Task statement:
Rewrite all the entries below as a single numbered list, leaving out any blank lines.
────────────────────────────────────────
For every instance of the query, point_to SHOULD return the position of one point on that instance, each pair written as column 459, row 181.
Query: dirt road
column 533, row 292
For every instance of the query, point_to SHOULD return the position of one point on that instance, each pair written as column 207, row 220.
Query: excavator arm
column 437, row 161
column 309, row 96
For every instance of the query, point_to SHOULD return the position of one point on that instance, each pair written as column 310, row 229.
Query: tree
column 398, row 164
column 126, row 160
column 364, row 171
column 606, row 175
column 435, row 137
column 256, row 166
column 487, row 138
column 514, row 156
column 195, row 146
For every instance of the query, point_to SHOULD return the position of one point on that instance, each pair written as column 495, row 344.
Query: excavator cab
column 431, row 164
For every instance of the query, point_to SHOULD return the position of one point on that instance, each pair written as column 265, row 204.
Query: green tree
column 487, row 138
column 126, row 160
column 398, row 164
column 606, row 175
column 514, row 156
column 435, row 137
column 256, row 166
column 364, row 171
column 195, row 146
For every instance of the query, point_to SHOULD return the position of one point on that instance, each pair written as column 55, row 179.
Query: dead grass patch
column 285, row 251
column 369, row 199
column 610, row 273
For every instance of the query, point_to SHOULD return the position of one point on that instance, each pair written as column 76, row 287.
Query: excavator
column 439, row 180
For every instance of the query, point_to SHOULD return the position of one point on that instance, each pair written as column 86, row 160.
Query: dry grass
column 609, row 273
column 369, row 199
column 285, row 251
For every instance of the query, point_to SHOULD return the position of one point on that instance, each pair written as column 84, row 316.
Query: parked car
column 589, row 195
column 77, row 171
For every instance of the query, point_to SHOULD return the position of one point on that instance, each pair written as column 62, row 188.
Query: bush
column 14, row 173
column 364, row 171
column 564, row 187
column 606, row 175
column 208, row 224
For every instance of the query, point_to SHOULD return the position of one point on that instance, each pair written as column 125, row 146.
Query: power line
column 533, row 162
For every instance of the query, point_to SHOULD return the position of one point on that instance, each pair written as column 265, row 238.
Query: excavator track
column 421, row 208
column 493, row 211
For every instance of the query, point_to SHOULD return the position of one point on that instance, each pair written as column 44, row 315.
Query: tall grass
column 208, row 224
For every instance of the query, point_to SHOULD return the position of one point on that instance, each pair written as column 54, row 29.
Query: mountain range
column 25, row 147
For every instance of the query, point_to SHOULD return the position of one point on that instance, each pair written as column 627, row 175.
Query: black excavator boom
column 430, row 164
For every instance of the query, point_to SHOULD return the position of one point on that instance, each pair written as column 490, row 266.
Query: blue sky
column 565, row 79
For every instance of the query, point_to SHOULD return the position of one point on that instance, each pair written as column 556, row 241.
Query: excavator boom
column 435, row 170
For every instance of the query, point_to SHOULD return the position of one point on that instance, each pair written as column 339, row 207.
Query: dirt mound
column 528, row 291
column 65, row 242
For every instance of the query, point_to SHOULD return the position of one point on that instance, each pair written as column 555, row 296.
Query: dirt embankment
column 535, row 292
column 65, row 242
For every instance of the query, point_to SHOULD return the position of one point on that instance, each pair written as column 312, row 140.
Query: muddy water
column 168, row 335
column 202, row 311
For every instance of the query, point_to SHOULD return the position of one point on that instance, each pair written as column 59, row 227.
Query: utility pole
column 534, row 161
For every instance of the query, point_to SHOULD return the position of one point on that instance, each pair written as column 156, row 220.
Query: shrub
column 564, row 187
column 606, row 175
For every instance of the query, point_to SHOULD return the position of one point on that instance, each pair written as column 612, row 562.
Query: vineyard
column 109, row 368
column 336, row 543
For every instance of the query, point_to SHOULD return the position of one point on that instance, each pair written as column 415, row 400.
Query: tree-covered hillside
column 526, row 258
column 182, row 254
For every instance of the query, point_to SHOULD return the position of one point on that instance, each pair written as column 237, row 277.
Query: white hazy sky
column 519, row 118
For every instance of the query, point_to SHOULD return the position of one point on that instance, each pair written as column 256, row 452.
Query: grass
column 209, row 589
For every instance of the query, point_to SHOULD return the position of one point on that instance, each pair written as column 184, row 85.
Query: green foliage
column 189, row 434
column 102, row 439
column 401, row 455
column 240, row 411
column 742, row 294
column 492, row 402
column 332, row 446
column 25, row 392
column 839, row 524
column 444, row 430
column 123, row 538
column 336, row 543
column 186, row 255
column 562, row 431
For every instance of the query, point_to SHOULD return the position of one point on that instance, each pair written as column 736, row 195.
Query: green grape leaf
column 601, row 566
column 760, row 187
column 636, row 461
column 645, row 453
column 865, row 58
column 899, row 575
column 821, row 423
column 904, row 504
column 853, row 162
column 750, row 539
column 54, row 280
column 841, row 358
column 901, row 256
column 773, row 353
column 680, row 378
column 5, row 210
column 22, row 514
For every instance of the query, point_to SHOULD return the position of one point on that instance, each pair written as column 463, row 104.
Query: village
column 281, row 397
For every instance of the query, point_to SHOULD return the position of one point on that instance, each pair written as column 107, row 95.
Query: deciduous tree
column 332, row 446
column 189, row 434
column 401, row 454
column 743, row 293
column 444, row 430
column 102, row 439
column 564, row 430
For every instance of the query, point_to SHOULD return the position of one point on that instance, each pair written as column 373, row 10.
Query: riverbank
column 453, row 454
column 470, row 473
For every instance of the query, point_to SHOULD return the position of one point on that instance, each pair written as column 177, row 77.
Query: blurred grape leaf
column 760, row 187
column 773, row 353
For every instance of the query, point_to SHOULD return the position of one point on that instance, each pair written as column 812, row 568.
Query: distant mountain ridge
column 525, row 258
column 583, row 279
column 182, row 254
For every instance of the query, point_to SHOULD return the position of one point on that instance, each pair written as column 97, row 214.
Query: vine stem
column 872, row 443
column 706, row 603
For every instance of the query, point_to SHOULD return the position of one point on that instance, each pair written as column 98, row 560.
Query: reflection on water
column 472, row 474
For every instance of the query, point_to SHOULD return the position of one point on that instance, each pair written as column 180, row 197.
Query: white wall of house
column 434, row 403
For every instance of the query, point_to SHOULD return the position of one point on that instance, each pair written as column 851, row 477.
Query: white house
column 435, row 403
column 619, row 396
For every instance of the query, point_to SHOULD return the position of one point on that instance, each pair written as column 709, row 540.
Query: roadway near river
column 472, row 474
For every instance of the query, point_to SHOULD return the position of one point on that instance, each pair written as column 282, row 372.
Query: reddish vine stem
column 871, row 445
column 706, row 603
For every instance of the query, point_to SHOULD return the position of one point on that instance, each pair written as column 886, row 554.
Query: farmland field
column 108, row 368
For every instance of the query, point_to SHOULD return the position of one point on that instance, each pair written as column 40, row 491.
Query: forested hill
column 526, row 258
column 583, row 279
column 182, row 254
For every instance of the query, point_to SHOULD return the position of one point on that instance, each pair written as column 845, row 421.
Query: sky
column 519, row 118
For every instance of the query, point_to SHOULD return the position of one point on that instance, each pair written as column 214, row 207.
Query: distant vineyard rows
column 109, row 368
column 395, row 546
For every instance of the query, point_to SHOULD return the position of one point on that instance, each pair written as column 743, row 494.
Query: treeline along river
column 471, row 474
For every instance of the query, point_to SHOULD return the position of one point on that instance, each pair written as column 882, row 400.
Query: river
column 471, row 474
────────────────────────────────────────
Task output:
1. For every instance of the query, point_to SHOULD return the position of one point on that instance, each pair written as column 459, row 181.
2. Query: dirt road
3. column 533, row 292
4. For every instance of the query, point_to SHOULD return the position of one point on that instance, each pair written as column 207, row 220.
5. Query: excavator arm
6. column 437, row 161
7. column 309, row 96
8. For every instance of the query, point_to SHOULD return the position of one point on that instance, each pair written as column 310, row 229.
9. Query: tree
10. column 398, row 164
11. column 126, row 160
12. column 364, row 171
13. column 606, row 175
14. column 435, row 137
15. column 256, row 166
16. column 487, row 138
17. column 514, row 156
18. column 195, row 146
19. For every instance of the query, point_to SHOULD return the position of one point on that instance, each pair written as column 495, row 344.
20. Query: excavator cab
21. column 431, row 164
22. For every instance of the query, point_to SHOULD return the position of one point on that instance, each pair written as column 265, row 204.
23. Query: green tree
24. column 487, row 138
25. column 126, row 160
26. column 398, row 164
27. column 606, row 175
28. column 514, row 156
29. column 435, row 137
30. column 256, row 166
31. column 364, row 171
32. column 195, row 146
33. For every instance of the query, point_to SHOULD return the position of one point on that instance, each pair written as column 55, row 179.
34. Query: dead grass patch
35. column 285, row 251
36. column 369, row 199
37. column 610, row 273
38. For every instance of the query, point_to SHOULD return the position of one point on that instance, each pair written as column 76, row 287.
39. Query: excavator
40. column 439, row 180
41. For every instance of the query, point_to SHOULD return the position of one point on that instance, each pair written as column 86, row 160.
42. Query: dry grass
43. column 609, row 273
44. column 369, row 199
45. column 285, row 251
46. For every instance of the query, point_to SHOULD return the position of one point on that instance, each pair written as column 84, row 316.
47. Query: parked car
48. column 589, row 195
49. column 77, row 171
50. For every instance of the query, point_to SHOULD return the position of one point on that instance, each pair written as column 62, row 188.
51. Query: bush
52. column 14, row 173
53. column 364, row 171
54. column 564, row 187
55. column 606, row 175
56. column 208, row 224
57. For every instance of the query, point_to SHOULD return the position of one point on that instance, each pair written as column 125, row 146.
58. Query: power line
59. column 533, row 162
60. For every instance of the query, point_to SHOULD return the position of one point on that instance, each pair written as column 265, row 238.
61. Query: excavator track
62. column 421, row 208
63. column 493, row 211
64. For every instance of the query, point_to SHOULD return the position of one point on that instance, each pair written as column 44, row 315.
65. Query: tall grass
66. column 208, row 224
67. For every instance of the query, point_to SHOULD return the position of one point on that instance, each pair written as column 54, row 29.
68. Query: mountain range
69. column 25, row 147
70. For every instance of the query, point_to SHOULD return the position of one point on that instance, each pair written as column 627, row 175.
71. Query: black excavator boom
72. column 430, row 164
73. For every instance of the query, point_to SHOULD return the position of one point on that instance, each pair written as column 490, row 266.
74. Query: blue sky
75. column 565, row 79
76. For every instance of the query, point_to SHOULD return the position of one point on that instance, each pair written as column 556, row 241.
77. Query: excavator boom
78. column 435, row 170
79. For every instance of the query, point_to SHOULD return the position of one point on that instance, each pair written as column 339, row 207.
80. Query: dirt mound
81. column 528, row 291
82. column 65, row 242
83. For every instance of the query, point_to SHOULD return the position of one point on that instance, each pair written as column 555, row 296.
84. Query: dirt embankment
85. column 535, row 292
86. column 65, row 242
87. For every instance of the query, point_to SHOULD return the position of one point on that instance, each pair written as column 312, row 140.
88. Query: muddy water
89. column 168, row 335
90. column 202, row 311
91. For every instance of the query, point_to SHOULD return the position of one point on that instance, each pair written as column 59, row 227.
92. Query: utility pole
93. column 534, row 161
94. For every instance of the query, point_to SHOULD return the position of one point on that instance, each pair written as column 156, row 220.
95. Query: shrub
96. column 564, row 187
97. column 606, row 175
98. For every instance of the query, point_to SHOULD return the position of one point on that instance, each pair written as column 612, row 562.
99. Query: vineyard
100. column 109, row 368
101. column 336, row 543
102. For every instance of the query, point_to SHOULD return the position of one point on that instance, each pair written as column 415, row 400.
103. Query: tree-covered hillside
104. column 526, row 258
105. column 182, row 254
106. For every instance of the query, point_to SHOULD return the position of one point on that instance, each pair written as column 237, row 277.
107. Query: white hazy sky
108. column 519, row 118
109. For every instance of the query, point_to SHOULD return the position of one point on that instance, each pair written as column 256, row 452.
110. Query: grass
111. column 209, row 589
112. For every instance of the query, point_to SHOULD return the position of one point on that instance, each pair written as column 184, row 85.
113. Query: green foliage
114. column 189, row 434
115. column 102, row 439
116. column 401, row 455
117. column 240, row 411
118. column 742, row 294
119. column 492, row 402
120. column 332, row 446
121. column 25, row 392
122. column 839, row 524
123. column 444, row 430
124. column 123, row 538
125. column 336, row 543
126. column 186, row 255
127. column 562, row 431
128. For every instance of the query, point_to SHOULD return the position of one point on that instance, each pair written as column 736, row 195.
129. Query: green grape leaf
130. column 601, row 566
131. column 760, row 187
132. column 636, row 461
133. column 645, row 453
134. column 865, row 58
135. column 899, row 575
136. column 821, row 423
137. column 904, row 504
138. column 853, row 162
139. column 750, row 539
140. column 54, row 280
141. column 841, row 358
142. column 901, row 256
143. column 773, row 353
144. column 680, row 378
145. column 5, row 210
146. column 22, row 514
147. For every instance of the query, point_to SHOULD return the position of one point on that instance, each pair written as column 463, row 104.
148. Query: village
149. column 281, row 397
150. For every instance of the query, point_to SHOULD return the position of one point on that instance, each pair written as column 107, row 95.
151. Query: deciduous tree
152. column 332, row 446
153. column 189, row 434
154. column 401, row 454
155. column 743, row 293
156. column 444, row 430
157. column 102, row 439
158. column 564, row 430
159. For every instance of the query, point_to SHOULD return the position of one point on that instance, each pair written as column 373, row 10.
160. Query: riverbank
161. column 453, row 454
162. column 470, row 473
163. For every instance of the query, point_to SHOULD return the position of one point on that instance, each pair written as column 177, row 77.
164. Query: blurred grape leaf
165. column 760, row 187
166. column 773, row 353
167. For every instance of the query, point_to SHOULD return the position of one point on that instance, each pair written as column 812, row 568.
168. Query: distant mountain ridge
169. column 525, row 258
170. column 583, row 279
171. column 182, row 254
172. For every instance of the query, point_to SHOULD return the position of one point on that instance, each pair written as column 97, row 214.
173. Query: vine stem
174. column 872, row 443
175. column 706, row 603
176. For every instance of the query, point_to SHOULD return the position of one point on that instance, each pair written as column 98, row 560.
177. Query: reflection on water
178. column 472, row 474
179. For every instance of the query, point_to SHOULD return the position of one point on that instance, each pair written as column 180, row 197.
180. Query: white wall of house
181. column 434, row 403
182. For every instance of the query, point_to SHOULD return the position of one point on that instance, each pair written as column 851, row 477.
183. Query: white house
184. column 435, row 403
185. column 619, row 396
186. For every instance of the query, point_to SHOULD return the position of one point on that instance, each pair written as column 709, row 540.
187. Query: roadway near river
188. column 472, row 474
189. For every instance of the query, point_to SHOULD return the position of one point on that instance, each pair written as column 282, row 372.
190. Query: reddish vine stem
191. column 871, row 445
192. column 706, row 603
193. For every instance of the query, point_to SHOULD return the position of one point on that instance, each pair written as column 886, row 554.
194. Query: farmland field
195. column 108, row 368
196. For every instance of the query, point_to SHOULD return the position of one point on that instance, each pair written as column 40, row 491.
197. Query: forested hill
198. column 526, row 258
199. column 583, row 279
200. column 182, row 254
201. For every instance of the query, point_to SHOULD return the position of one point on that instance, each pair written as column 845, row 421.
202. Query: sky
203. column 519, row 118
204. For every instance of the query, point_to SHOULD return the position of one point on that instance, each pair written as column 214, row 207.
205. Query: distant vineyard rows
206. column 109, row 368
207. column 395, row 546
208. For every instance of the query, point_to SHOULD return the position of one point on that instance, each pair written as column 743, row 494.
209. Query: treeline along river
210. column 471, row 474
211. For every instance of the query, point_to SHOULD return the position of one point on that instance, each pair written as column 882, row 400.
212. Query: river
213. column 471, row 474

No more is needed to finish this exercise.